• THE PROBLEM:
Set down each entry exactly as it stands, without altering a single character.
[MATERIAL PROVIDED Boundary: Start]
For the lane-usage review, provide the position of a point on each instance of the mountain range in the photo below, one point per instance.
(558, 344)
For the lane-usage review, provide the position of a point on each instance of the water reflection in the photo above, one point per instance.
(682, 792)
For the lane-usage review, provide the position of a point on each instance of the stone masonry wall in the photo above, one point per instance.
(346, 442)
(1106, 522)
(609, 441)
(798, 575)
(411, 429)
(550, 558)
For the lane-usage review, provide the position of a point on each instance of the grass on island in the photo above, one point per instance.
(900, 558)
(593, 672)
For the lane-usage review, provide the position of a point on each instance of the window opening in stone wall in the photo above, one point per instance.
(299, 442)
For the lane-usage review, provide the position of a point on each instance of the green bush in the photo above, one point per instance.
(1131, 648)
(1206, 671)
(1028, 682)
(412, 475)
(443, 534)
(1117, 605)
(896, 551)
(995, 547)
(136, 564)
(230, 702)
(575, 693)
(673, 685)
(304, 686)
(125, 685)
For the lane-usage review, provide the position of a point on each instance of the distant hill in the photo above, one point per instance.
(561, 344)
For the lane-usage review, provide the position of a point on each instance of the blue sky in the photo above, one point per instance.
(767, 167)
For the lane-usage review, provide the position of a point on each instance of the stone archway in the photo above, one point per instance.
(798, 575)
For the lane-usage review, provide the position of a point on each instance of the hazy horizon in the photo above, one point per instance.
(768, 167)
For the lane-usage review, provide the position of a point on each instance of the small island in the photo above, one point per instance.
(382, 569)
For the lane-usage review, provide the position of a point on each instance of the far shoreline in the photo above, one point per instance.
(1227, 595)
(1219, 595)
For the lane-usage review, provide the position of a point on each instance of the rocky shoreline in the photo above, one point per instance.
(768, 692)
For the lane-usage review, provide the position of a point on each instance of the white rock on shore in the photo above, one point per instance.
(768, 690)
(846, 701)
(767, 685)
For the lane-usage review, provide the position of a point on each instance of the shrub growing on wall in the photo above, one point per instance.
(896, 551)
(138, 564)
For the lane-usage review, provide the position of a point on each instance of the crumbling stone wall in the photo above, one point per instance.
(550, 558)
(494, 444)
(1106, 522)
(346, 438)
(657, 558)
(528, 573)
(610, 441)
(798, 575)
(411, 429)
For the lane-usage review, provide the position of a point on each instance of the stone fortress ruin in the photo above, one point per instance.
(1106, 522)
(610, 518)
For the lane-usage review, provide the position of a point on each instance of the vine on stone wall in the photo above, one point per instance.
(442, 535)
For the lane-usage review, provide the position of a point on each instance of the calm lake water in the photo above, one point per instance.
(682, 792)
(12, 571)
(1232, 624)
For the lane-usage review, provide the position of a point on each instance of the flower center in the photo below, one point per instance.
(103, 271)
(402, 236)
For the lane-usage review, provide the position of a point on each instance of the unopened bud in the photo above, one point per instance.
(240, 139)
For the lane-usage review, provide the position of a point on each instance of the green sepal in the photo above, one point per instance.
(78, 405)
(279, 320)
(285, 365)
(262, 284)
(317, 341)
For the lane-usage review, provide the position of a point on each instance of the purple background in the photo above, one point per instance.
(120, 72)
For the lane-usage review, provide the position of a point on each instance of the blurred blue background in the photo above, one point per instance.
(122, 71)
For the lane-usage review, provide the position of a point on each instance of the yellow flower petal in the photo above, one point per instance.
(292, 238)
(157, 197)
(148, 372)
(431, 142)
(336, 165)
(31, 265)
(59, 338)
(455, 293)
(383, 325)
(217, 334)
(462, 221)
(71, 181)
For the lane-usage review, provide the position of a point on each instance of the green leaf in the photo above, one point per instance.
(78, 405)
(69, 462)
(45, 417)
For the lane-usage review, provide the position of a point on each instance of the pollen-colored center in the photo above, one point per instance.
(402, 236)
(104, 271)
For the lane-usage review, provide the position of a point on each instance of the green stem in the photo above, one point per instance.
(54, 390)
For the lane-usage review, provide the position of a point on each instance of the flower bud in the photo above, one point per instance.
[MATERIAL PROVIDED Boundary: End]
• RESULT BELOW:
For the lane-usage review, provide the position of a point on each instance of the mountain range in the photo below, one point per instance.
(558, 344)
For the lane-usage review, provide the position of a point on each instance of the water reflection in the photo above, one point per instance.
(682, 792)
For the lane-usage review, provide the position of a point on each instance of the stone masonry wall in the photo above, one point per instance.
(346, 442)
(1106, 522)
(609, 441)
(798, 575)
(411, 429)
(550, 558)
For the lane-usage review, provide the position of a point on each instance of the grass on island in the photo above, one point per instance.
(900, 558)
(593, 672)
For the lane-usage review, provide the position of a point on each instance of the window opening in stone wall in the photo above, one point per instance.
(299, 442)
For the lane-usage review, provide the position of a point on each instance of the green bush in the photo above, one point per instance.
(1131, 648)
(1206, 671)
(1028, 682)
(412, 475)
(443, 534)
(1117, 605)
(896, 551)
(995, 547)
(136, 564)
(230, 702)
(575, 693)
(673, 685)
(304, 686)
(125, 685)
For the lane-usage review, provide the position of a point on each instance of the distant hill in the photo above, one point per instance.
(561, 344)
For the lane-usage review, provide the position of a point on each instance of the blue sky in the photo above, one point per instance.
(767, 167)
For the lane-usage review, provide the position of a point on each instance of the stone archway in the photo above, one point per instance.
(798, 575)
For the lane-usage review, provide the position of a point on each instance of the hazy horizon in the photo above, one point per instance.
(768, 167)
For the lane-usage review, provide the position of a point on each instance of the small island in the photo above, one point per instance.
(382, 569)
For the lane-usage review, provide the position of a point on each instance of the far shoreline in the photo above, one point per instance.
(1227, 595)
(1219, 595)
For the lane-usage review, provide the position of a point on each instance of the rocky shoreline in the photo above, one point per instance.
(768, 692)
For the lane-usage review, provide the position of a point on each instance of the white rock on shore in the photo above, one point per instance.
(768, 690)
(846, 701)
(767, 685)
For the lane-usage review, provide the position of a point on each instance of the shrub growing on wall in the photo above, one point per instance.
(896, 551)
(138, 564)
For the lane-usage review, provide the position of a point on each instance of the crumbling stone wall in the photo above, one point per instance.
(550, 558)
(494, 444)
(1106, 522)
(346, 438)
(657, 558)
(528, 573)
(610, 441)
(798, 575)
(411, 429)
For the lane-usage review, provide the position of a point on each instance of the stone fortress ruin in the photo above, one point per instance.
(1106, 522)
(610, 518)
For the lane-usage review, provide the position of a point on each instance of the vine on stone wall in the photo above, one point per instance.
(442, 535)
For the lane-usage review, provide the position of a point on each instance of the calm lake water in the photo above, one point per instance.
(682, 792)
(12, 571)
(1232, 624)
For the lane-usage review, provide the position of a point on each instance of the flower center in the photo below, one point per instance.
(103, 271)
(402, 236)
For the lane-usage review, provide the position of a point on each instance of the unopened bud in the photo above, one point per instance.
(240, 139)
For the lane-usage review, provide the position of a point on each instance of the green sepal in the photo above, one point per instance.
(78, 405)
(279, 320)
(285, 365)
(262, 284)
(317, 341)
For the lane-usage review, provide the position of a point on each instance of the purple background in the photo above, one point per instance.
(120, 72)
For the lane-usage review, provide the position of a point on each instance of the blurred blue background in the photo above, one point per instance.
(122, 71)
For the lane-usage review, provide the position of a point on each instance of the yellow flower petal in the photo above, one point per instance.
(292, 238)
(157, 197)
(148, 372)
(431, 142)
(336, 165)
(31, 265)
(59, 338)
(455, 293)
(383, 325)
(217, 334)
(462, 221)
(71, 181)
For the lane-usage review, provide the position of a point on each instance of the green leaf in the photo above, one point per instance.
(78, 405)
(69, 462)
(45, 417)
For the lane-usage review, provide the position of a point on each instance of the pollen-colored center in the photo above, one point per instance.
(402, 236)
(104, 271)
For the lane-usage review, provide the position of a point on each instance of the green stem in the photo above, one point per instance.
(54, 390)
For the lane-usage review, provide the position of a point on each instance of the flower bud in the photo above, one point per instance.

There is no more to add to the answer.